What to work on: State the number of lines in the records that contain "snow", with no other words.

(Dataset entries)
[Start of section]

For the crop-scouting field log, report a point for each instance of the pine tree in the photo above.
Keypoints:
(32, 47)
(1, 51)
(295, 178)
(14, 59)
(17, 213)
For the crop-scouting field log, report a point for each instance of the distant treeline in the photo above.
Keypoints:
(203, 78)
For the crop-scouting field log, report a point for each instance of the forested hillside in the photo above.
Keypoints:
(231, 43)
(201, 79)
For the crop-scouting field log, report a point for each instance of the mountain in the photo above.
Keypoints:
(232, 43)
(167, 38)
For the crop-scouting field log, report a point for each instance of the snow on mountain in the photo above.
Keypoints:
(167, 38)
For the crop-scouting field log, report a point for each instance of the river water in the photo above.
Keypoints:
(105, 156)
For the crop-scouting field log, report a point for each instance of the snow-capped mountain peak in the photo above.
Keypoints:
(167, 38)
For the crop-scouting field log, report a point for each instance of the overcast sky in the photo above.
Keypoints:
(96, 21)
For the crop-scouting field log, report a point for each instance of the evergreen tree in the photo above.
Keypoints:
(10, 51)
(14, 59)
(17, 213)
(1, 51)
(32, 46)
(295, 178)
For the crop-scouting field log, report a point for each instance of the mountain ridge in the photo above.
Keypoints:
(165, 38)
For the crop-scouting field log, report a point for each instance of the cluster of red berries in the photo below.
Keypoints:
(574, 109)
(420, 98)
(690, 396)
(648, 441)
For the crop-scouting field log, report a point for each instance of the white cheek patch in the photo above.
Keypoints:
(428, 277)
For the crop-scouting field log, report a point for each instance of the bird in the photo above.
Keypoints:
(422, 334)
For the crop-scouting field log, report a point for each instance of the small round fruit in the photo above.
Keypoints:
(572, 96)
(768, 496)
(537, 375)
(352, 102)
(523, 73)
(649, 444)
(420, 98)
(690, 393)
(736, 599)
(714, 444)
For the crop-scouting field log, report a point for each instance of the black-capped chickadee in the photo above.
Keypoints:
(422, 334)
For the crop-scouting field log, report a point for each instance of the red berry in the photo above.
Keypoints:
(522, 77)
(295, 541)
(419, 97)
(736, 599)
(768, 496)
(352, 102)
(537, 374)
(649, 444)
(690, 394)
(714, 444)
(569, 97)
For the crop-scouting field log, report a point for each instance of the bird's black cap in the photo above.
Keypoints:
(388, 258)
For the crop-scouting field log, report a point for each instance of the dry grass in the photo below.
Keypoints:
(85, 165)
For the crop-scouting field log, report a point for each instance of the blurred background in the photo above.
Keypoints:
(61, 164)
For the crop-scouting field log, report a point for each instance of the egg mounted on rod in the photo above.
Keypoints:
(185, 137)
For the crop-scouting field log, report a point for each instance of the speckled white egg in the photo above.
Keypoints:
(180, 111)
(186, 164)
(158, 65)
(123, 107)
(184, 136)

[End of section]

Expected answer: 2